→ **Study text**
Start of Block

Melbourne, 21st January 2011. Growth will slow to just 1.3% to 2015 for the branded prescription pharmaceutical industry’s leading companies, according to latest research from independent market analyst, Datamonitor.
Between 2003 and 2009, theses same companies enjoyed robust sales growth at a compound annual growth rate (CAGR) of 7.1%. Sharp declines in branded sales following the loss of patent exclusivity will drive this rapid deterioration in growth.
Simon King, pharmaceutical company analyst at Datamonitor, comments: “The difficulty in developing new products, particularly those that can generate sufficient sales to compensate for blockbuster expiries, has compounded this problem. This has driven a steady shift away from blockbuster-centric growth strategies towards diversification into other areas of the market.

End of Block

→ **Input data**
Start of Block

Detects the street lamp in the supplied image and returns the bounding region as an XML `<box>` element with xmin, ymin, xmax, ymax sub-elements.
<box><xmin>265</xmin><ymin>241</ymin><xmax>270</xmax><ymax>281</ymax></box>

End of Block

→ **Exercise goal**
Extend the news release on slowing growth among leading branded prescription drug companies, picking up after its final sentence.

→ **Response box**
“Datamonitor predicts that those companies insulated from generic competition—or able to offset it via revenue growth sourced from a high biologics focus or the targeting of niche indications and areas of high unmet need will therefore emerge as the best performers.”
Bayer, Novartis, Roche and GlaxoSmithKline will be the only Big Pharma companies generating above average growth over the period to 2015; Datamonitor estimates a CAGR of 3.9%, 3.6% AND 2.6% respectively.
Of 43 branded companies examined in detail by Datamonitor, 11 are expected to report negative sales CAGR over the period to 2015. Of those expected to deliver positive sales CAGR, only six will exceed the 7.1% average shown between 2003 and 2009.